> Excerpt:
···
You know, you sit there and you're supposed to pull up the traumatic experiences of the person. And of course the traumatic experiences of these people are just locks. See, you're not running engrams or anything serious like that. They don't know anything about engrams.

And you say, "Well, you've been having trouble with your wife, you see. Well, all right. Let's see, we 11 take that up, take that up. Very good. Very good."

Look it over and get some kind of a Zero that fits in here someplace and — like, "Have you ever done anything to your wife?" Or "Have you ever had any trouble with your wife?" He'd buy that very well, you see. And you start fishing around to find out what he's done to his wife, don't you see. You'll eventually get your incident and you work it with your Withhold System, and you know, got your What question that gives you a chain. Work it with your Withhold System. Go over this thing, finally recover the lowest dregs of it all, and get it on up to PT and all cleaned up slick as a whistle. He won't have anywhere near the trouble with his wife that he used to have.

You could also do job orientation with this sort of thing, you know. People having a hard time working for the company. They're considered valuable in some respects but they're a liability in others. Well, you could pick up what this is and straighten it up with Prepchecking Rather rapidly — a few hours. And it looks very professional. You sit there and drag over what they laughingly call a psyche. If they only knew what lay below what they think the unconscious mind is, you know. If they had any idea, you know, they wouldn't go puttering around that swamp. They'd run like a bunch of startled cottontails, you know, that had just seen a snake.

But, you can take all the froth off the top of the swamp and the bubbles and so forth. And as long as you don't show the guy that it's just black from there on down, you see, why everybody's very happy with this thing. And it's a process activity that you really don't expect to pull the pc's toenails with — right up through his gullet. You don't expect it to do this, you see. Maybe polish up his teeth or get the fur off his tongue, you see, but that's about it, see. That's what you expect of the process.

Now, if you expect too much of Prepchecking, why of course you're going to be rather upset here and there. This fellow is a total arthritic, he's in horrible condition, he can't walk, he can't sleep, he's on his death bed, and you walk in and you start to prepcheck him. And he dies. And he's still so curled up they can't even get him in a standard coffin. They have to build another kind — a corkscrew type coffin in order to get him into one, you know. You'd be very happy with Prepchecking, you'd be very happy with Prepchecking if you didn't expect too much of Prepchecking.

Well, what the public expects of psychotherapy, Prepchecking more than delivers. And what you expect of it is very simple — you just want it to get this pc into some kind of shape so hell sit in session without getting his rudiments wildly out — so that you can handle his rudiments and you can do a process that does pull his toenails.
···
> Dataset entries:
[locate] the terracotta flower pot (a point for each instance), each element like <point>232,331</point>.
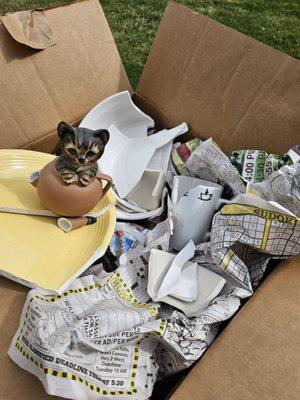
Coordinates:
<point>71,200</point>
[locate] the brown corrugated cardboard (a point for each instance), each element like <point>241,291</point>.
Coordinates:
<point>30,28</point>
<point>225,85</point>
<point>62,82</point>
<point>222,83</point>
<point>257,356</point>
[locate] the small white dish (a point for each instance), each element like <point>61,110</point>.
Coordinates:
<point>209,284</point>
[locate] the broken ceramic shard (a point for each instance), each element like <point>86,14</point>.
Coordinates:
<point>120,111</point>
<point>209,284</point>
<point>125,159</point>
<point>180,280</point>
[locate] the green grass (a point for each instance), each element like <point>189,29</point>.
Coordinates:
<point>134,23</point>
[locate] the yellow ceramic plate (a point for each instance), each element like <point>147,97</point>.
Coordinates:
<point>33,250</point>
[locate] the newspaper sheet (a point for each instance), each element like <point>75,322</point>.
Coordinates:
<point>105,338</point>
<point>282,186</point>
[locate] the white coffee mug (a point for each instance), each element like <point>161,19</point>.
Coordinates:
<point>194,202</point>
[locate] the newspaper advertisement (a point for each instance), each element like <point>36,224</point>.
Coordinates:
<point>249,231</point>
<point>210,163</point>
<point>282,186</point>
<point>105,338</point>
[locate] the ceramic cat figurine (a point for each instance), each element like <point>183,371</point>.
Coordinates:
<point>81,148</point>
···
In the excerpt on Prepchecking, retype the stretch from "You could also" through "seen a snake.".

> Task answer:
You could also do job orientation with this sort of thing, you know. People having a hard time working for the company. They're considered valuable in some respects but they're a liability in others. Well, you could pick up what this is and straighten it up with Prepchecking Rather rapidly — a few hours. And it looks very professional. You sit there and drag over what they laughingly call a psyche. If they only knew what lay below what they think the unconscious mind is, you know. If they had any idea, you know, they wouldn't go puttering around that swamp. They'd run like a bunch of startled cottontails, you know, that had just seen a snake.